[Dataset content]

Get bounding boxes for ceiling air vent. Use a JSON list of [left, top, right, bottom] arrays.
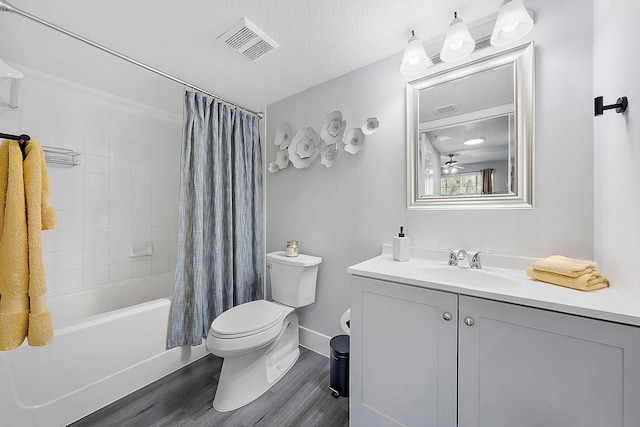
[[218, 18, 279, 61], [433, 104, 458, 115]]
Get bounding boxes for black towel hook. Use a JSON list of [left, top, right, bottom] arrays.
[[594, 96, 628, 116]]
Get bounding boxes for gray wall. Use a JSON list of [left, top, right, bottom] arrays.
[[266, 0, 595, 337], [594, 0, 640, 295]]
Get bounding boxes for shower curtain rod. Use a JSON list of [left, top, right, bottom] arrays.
[[0, 1, 264, 119]]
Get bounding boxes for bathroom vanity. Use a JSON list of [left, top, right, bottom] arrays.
[[348, 248, 640, 427]]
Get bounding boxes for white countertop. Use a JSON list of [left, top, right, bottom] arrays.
[[347, 246, 640, 327]]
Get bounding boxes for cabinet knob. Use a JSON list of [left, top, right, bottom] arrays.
[[464, 317, 475, 327], [442, 312, 453, 321]]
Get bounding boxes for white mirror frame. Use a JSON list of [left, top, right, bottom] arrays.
[[407, 42, 535, 210]]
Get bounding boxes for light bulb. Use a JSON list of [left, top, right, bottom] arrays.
[[449, 40, 464, 50], [490, 0, 534, 46], [440, 13, 475, 63], [502, 22, 519, 33]]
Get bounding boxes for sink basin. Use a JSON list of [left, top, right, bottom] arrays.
[[417, 265, 518, 288]]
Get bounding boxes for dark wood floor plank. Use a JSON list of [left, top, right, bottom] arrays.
[[70, 348, 348, 427]]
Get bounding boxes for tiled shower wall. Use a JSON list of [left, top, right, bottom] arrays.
[[1, 64, 182, 295]]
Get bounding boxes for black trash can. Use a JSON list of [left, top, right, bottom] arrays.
[[329, 334, 350, 398]]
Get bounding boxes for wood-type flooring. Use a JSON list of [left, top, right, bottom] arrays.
[[70, 347, 349, 427]]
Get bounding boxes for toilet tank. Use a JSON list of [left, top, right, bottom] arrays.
[[267, 251, 322, 308]]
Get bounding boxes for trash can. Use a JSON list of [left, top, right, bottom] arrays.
[[329, 334, 350, 398]]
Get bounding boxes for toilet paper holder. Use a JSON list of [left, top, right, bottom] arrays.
[[340, 309, 351, 336]]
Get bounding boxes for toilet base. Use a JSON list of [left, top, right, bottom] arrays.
[[213, 313, 300, 412]]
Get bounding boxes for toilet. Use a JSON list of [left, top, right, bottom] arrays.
[[206, 250, 322, 412]]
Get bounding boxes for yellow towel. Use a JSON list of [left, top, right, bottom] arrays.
[[0, 140, 30, 350], [548, 255, 597, 269], [0, 139, 56, 350], [24, 140, 56, 346], [526, 267, 609, 291], [531, 257, 594, 278]]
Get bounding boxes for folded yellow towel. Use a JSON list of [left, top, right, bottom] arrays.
[[526, 267, 609, 291], [0, 140, 30, 350], [531, 258, 594, 278], [548, 255, 597, 269]]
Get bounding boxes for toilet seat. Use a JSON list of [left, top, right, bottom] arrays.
[[210, 300, 287, 339]]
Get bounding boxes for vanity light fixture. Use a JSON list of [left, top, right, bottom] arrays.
[[594, 96, 629, 116], [440, 12, 475, 63], [490, 0, 534, 46], [463, 138, 485, 145], [400, 30, 433, 75], [399, 1, 534, 75]]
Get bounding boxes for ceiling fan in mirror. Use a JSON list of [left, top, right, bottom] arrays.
[[442, 154, 464, 174]]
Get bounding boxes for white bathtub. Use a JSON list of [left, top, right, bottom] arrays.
[[0, 272, 208, 427]]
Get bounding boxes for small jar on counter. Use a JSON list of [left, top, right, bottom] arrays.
[[286, 240, 299, 257]]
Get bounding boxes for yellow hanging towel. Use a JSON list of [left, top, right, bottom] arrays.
[[0, 139, 56, 350]]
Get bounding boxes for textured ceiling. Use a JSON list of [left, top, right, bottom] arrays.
[[0, 0, 500, 115]]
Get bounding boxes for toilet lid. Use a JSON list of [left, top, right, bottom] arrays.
[[211, 300, 286, 337]]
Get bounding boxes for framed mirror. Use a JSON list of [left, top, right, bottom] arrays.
[[407, 42, 534, 210]]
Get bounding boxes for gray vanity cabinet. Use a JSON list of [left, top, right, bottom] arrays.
[[350, 275, 458, 427], [457, 295, 640, 427], [351, 275, 640, 427]]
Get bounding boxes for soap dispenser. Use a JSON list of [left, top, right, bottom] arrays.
[[393, 226, 410, 261]]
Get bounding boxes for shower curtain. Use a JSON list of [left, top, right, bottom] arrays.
[[167, 91, 264, 348]]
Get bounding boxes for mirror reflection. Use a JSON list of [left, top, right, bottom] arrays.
[[407, 43, 534, 209]]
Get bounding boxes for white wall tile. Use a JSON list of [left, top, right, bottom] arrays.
[[131, 227, 152, 243], [109, 175, 132, 194], [131, 259, 152, 278], [110, 211, 131, 229], [54, 229, 83, 252], [84, 247, 109, 267], [12, 65, 181, 298], [132, 178, 151, 194], [132, 194, 152, 212], [84, 228, 109, 248], [57, 210, 84, 230], [109, 228, 130, 247], [109, 193, 132, 211], [84, 135, 109, 157], [53, 269, 83, 293], [84, 192, 109, 212], [51, 190, 83, 211], [84, 265, 108, 286], [84, 210, 109, 229], [152, 226, 170, 243], [132, 210, 152, 228], [54, 249, 84, 271], [83, 154, 109, 175], [132, 161, 152, 179], [151, 257, 170, 274], [109, 157, 132, 177], [109, 262, 131, 282], [84, 173, 109, 192]]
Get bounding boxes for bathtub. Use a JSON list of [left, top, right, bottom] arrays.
[[0, 272, 208, 427]]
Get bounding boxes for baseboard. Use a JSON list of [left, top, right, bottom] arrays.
[[298, 326, 330, 358]]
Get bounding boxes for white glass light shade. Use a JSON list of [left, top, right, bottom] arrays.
[[400, 32, 433, 75], [440, 16, 475, 63], [490, 0, 534, 46]]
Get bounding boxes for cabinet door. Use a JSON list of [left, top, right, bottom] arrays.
[[458, 295, 640, 427], [350, 276, 458, 427]]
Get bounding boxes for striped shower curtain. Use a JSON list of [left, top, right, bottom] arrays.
[[167, 91, 264, 348]]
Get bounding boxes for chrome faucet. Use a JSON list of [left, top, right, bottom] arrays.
[[456, 249, 469, 265], [469, 250, 493, 269], [439, 247, 458, 266], [440, 247, 493, 269]]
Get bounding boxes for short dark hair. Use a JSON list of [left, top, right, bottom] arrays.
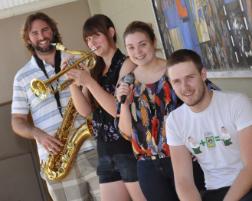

[/Dataset content]

Leave the pictures out and copy the rest of the data exactly.

Get bounding boxes for ceiling air vent. Use a JSON list of [left, top, right, bottom] arrays.
[[218, 18, 279, 61], [433, 104, 458, 115]]
Get bounding boxes for black towel hook. Use a JSON list of [left, top, right, bottom] arrays.
[[594, 96, 628, 116]]
Get bounding boxes for gray wall. Use a JSON list of [left, top, right, bottom] arrays.
[[266, 0, 595, 337], [594, 0, 640, 295]]
Get bounding boxes for shower curtain rod. Use a JSON list of [left, top, right, bottom] arrays.
[[0, 1, 264, 119]]
Get bounding boxes for bathroom vanity. Use a JSON list of [left, top, right, bottom] arrays.
[[348, 248, 640, 427]]
Get bounding boxes for white countertop. Use a JSON list of [left, top, right, bottom] arrays.
[[347, 246, 640, 327]]
Get bounding boxes for cabinet knob. Use a JSON list of [left, top, right, bottom] arrays.
[[464, 317, 475, 327], [442, 312, 453, 321]]
Get bounding boxes for white mirror frame. Use a JSON list of [left, top, right, bottom] arrays.
[[407, 42, 535, 210]]
Get bounding boxes for light bulb. Use a JSON list of [left, top, right, bottom] arrays.
[[449, 40, 464, 50], [490, 0, 534, 46], [440, 13, 475, 63], [502, 22, 519, 33]]
Get bounding boxes for sink basin. Use a JSON list of [left, top, right, bottom] arrays.
[[417, 265, 518, 288]]
Get bounding boxes for dark wood floor plank. Use a JSON list of [left, top, right, bottom] arrays.
[[70, 348, 348, 427]]
Get bounding boxes for tiled shower wall. Use a JSON list of [left, top, right, bottom] arrays.
[[1, 64, 182, 295]]
Get bounding boxes for black trash can. Use a JSON list of [left, top, right, bottom] arrays.
[[329, 334, 350, 398]]
Get bounding boxes for wood-type flooring. Use a JSON list of [left, top, right, bottom] arrays.
[[70, 347, 349, 427]]
Get bounding boxes for toilet tank. Use a JSON list of [left, top, right, bottom] arrays.
[[267, 251, 322, 308]]
Get bounding boxes for trash can. Use a JSON list of [left, top, right, bottom] arrays.
[[329, 334, 350, 398]]
Get bounding boxes for toilet paper holder. Use a JSON list of [left, top, right, bottom] arrays.
[[340, 309, 351, 336]]
Get bounding boxes for toilet base. Use a JSON list of [left, top, right, bottom] arrays.
[[213, 313, 300, 412]]
Get bounding boxes for toilet. Use a JSON list of [left, top, right, bottom] arrays.
[[206, 250, 322, 412]]
Get bounding boxes for yellow towel. Use a JSON list of [left, top, right, bottom] arrays.
[[0, 140, 30, 350], [548, 255, 597, 269], [0, 139, 56, 350], [24, 140, 56, 346], [526, 267, 609, 291], [531, 257, 594, 278]]
Get bounding boxes for folded yellow towel. Use a JSON list of [left, top, right, bottom] arrays.
[[526, 267, 609, 291], [0, 140, 30, 350], [531, 258, 594, 278], [548, 255, 597, 269]]
Get bounding boxes for toilet seat. Use a JSON list of [left, top, right, bottom] arrays.
[[210, 300, 287, 339]]
Get bounding boxes for vanity light fixture. Use a JSON list of [left, top, right, bottom] arrays.
[[594, 96, 629, 116], [440, 12, 475, 63], [490, 0, 534, 46], [463, 138, 485, 145], [400, 30, 433, 75], [399, 1, 534, 75]]
Get bounding boxes for ceiling fan in mirror. Use a JSON list of [left, top, right, bottom] arrays.
[[442, 154, 464, 174]]
Get bounding boxes for white bathtub. Use a JSON list of [left, top, right, bottom] arrays.
[[0, 272, 208, 427]]
Get bounding boxes for small jar on counter. Use a JSON list of [left, top, right, bottom] arrays.
[[286, 240, 299, 257]]
Get bounding boxes for yellow hanging towel. Use a JSON list of [left, top, right, bottom] arrays.
[[0, 139, 56, 350]]
Get bounding boxes for textured ceiling. Use a JSON list of [left, top, right, bottom] arrays.
[[0, 0, 500, 115]]
Get bounding boxes for toilet lid. Use a JSON list of [left, top, right, bottom] arrays.
[[211, 300, 286, 337]]
Get bounding boxes for framed mirror. Use a JSON list of [left, top, right, bottom] arrays.
[[407, 42, 534, 210]]
Get bounding boxes for gray vanity cabinet. Use a JSON list of [left, top, right, bottom] arrays.
[[350, 275, 458, 427], [457, 295, 640, 427], [351, 275, 640, 427]]
Get bounding boxes for soap dispenser. Use a JSON list of [left, top, right, bottom] arrays.
[[393, 226, 410, 261]]
Get bounding boxes for shower curtain. Use a JSON list of [left, top, right, bottom] arrays.
[[167, 91, 264, 348]]
Get bounding boxes for mirror reflection. Use a JSON list of [left, top, right, bottom] arrays.
[[407, 43, 534, 209]]
Get bounding boxes for white wall tile. Use a JSON list of [left, top, right, bottom] arrays.
[[131, 227, 152, 243], [109, 175, 132, 194], [131, 259, 152, 278], [110, 211, 131, 229], [54, 229, 83, 252], [84, 247, 109, 267], [12, 65, 181, 298], [132, 178, 151, 194], [132, 194, 152, 212], [84, 228, 109, 248], [57, 210, 84, 230], [109, 228, 130, 247], [109, 193, 132, 211], [84, 135, 109, 157], [53, 269, 83, 293], [84, 192, 109, 212], [51, 190, 83, 211], [84, 265, 108, 286], [84, 210, 109, 229], [152, 226, 170, 243], [132, 210, 152, 228], [54, 249, 84, 271], [83, 154, 109, 175], [132, 161, 152, 179], [151, 257, 170, 274], [109, 157, 132, 177], [109, 262, 131, 282], [84, 173, 109, 192]]
Get bounding boxes for bathtub. Use a JSON list of [left, top, right, bottom] arrays.
[[0, 272, 208, 427]]
Get bounding boxes for baseboard. Use a JSON list of [left, top, right, bottom] arrays.
[[298, 326, 330, 358]]
Get bounding boxes for white glass light shade. Use a JSON list of [left, top, right, bottom] arrays.
[[400, 32, 433, 75], [440, 16, 475, 63], [490, 0, 534, 46]]
Get bounding boxes for cabinet door. Use a JSON list of [left, top, right, bottom] arrays.
[[458, 295, 640, 427], [350, 276, 458, 427]]
Get bounding boxes for striped shower curtain. Use a JSON list of [left, top, right, bottom] arrays.
[[167, 91, 264, 348]]
Get bounding boxes for chrome faucet. Use a JSON list of [left, top, right, bottom] arrays.
[[456, 249, 469, 265], [469, 250, 493, 269], [439, 247, 458, 266], [440, 247, 493, 269]]
Get bounding boxes for short dark hair. Use a JSON list of [left, top, right, bottom] arrays.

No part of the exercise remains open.